>>>>
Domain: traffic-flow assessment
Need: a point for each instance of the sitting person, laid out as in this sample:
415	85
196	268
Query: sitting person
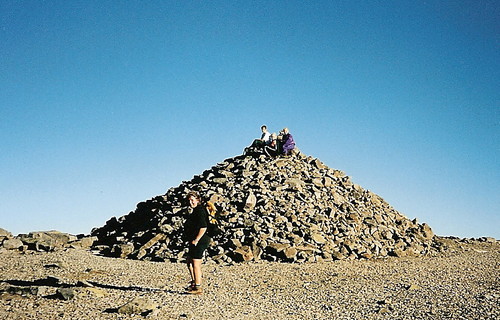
271	150
288	144
260	143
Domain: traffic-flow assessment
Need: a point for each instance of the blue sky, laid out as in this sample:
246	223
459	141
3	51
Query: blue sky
104	104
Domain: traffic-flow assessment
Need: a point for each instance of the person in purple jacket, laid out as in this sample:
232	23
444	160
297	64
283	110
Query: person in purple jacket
288	142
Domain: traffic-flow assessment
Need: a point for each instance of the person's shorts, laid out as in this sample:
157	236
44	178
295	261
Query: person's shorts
196	252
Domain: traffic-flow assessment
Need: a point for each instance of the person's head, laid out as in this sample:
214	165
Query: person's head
194	199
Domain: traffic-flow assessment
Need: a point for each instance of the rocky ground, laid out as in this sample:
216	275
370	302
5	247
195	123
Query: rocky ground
462	282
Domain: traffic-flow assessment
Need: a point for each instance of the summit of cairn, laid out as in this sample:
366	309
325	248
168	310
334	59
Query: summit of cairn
289	209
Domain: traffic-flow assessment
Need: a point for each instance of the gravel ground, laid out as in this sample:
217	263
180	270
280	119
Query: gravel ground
460	283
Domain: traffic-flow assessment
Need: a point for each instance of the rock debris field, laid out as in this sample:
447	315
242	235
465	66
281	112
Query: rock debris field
461	282
299	240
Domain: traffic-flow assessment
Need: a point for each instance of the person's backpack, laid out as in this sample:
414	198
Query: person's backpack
212	222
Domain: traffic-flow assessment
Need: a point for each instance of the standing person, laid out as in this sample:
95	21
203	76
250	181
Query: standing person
288	142
195	229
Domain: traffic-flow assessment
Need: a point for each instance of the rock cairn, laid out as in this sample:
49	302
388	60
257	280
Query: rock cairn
290	209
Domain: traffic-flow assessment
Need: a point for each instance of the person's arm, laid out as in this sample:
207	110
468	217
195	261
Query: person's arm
198	237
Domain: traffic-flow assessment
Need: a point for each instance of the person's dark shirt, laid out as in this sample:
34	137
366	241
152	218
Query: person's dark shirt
194	222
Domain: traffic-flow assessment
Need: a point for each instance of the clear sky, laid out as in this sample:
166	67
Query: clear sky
104	104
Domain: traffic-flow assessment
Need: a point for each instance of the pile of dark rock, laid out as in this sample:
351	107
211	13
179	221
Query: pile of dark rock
291	209
44	241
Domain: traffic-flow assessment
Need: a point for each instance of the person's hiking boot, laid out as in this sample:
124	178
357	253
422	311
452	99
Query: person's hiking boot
195	290
190	286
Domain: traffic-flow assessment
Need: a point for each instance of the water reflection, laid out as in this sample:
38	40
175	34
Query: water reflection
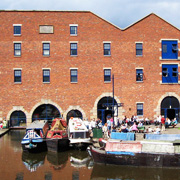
71	164
80	159
57	160
106	172
33	161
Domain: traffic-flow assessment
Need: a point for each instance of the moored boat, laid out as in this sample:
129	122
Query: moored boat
57	136
138	153
35	137
78	134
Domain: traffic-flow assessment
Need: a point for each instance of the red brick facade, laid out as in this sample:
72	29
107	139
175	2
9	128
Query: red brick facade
90	62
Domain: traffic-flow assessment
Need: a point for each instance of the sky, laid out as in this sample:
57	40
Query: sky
121	13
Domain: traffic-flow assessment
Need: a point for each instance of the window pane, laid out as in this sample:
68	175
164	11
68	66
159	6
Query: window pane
46	72
139	49
17	49
139	75
46	46
46	49
46	75
107	49
17	29
73	48
17	76
107	75
73	29
46	52
73	75
140	109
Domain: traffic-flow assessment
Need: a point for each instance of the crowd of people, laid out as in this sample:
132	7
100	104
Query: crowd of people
133	124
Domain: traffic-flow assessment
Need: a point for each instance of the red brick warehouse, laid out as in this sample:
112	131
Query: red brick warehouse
61	63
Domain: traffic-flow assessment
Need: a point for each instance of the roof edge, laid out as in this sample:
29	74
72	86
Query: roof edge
147	17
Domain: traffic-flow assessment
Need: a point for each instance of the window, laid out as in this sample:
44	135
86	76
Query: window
46	75
139	109
139	49
73	49
17	76
17	29
107	49
73	30
107	75
169	49
17	49
46	49
139	75
73	75
169	73
46	29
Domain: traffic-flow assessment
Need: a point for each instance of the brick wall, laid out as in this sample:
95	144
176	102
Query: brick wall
90	61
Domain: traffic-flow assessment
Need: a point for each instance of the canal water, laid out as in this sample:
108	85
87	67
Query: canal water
70	165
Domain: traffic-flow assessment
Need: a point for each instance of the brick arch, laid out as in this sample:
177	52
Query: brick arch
17	108
74	108
44	101
107	94
158	108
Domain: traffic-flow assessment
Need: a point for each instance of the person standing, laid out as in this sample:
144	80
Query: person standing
163	123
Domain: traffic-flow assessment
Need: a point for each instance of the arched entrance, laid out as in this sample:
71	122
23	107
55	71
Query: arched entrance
46	112
170	107
18	119
105	108
74	113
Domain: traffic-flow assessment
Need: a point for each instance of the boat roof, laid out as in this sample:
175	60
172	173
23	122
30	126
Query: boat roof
77	125
38	124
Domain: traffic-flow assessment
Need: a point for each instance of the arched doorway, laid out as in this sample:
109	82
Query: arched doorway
46	112
74	113
170	107
105	108
18	119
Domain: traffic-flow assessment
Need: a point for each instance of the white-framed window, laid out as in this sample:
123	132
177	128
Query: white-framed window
73	29
17	29
73	48
17	76
139	48
107	75
46	75
139	75
107	48
140	108
46	48
17	48
73	75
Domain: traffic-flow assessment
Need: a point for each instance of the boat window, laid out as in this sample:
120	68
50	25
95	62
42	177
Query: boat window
79	135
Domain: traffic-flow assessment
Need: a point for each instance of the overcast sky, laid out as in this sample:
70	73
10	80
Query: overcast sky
122	13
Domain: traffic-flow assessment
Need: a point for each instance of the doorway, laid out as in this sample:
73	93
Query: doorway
105	108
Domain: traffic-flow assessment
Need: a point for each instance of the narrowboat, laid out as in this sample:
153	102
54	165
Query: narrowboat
35	137
78	133
57	136
138	153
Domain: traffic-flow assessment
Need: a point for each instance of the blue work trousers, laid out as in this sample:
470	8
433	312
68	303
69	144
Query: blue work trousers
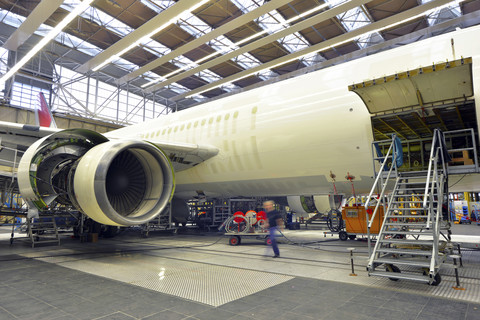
<<<<
*Exercise description*. Give the number of lines in the records above that contain the word "entrance", and nothing else.

*Output*. 2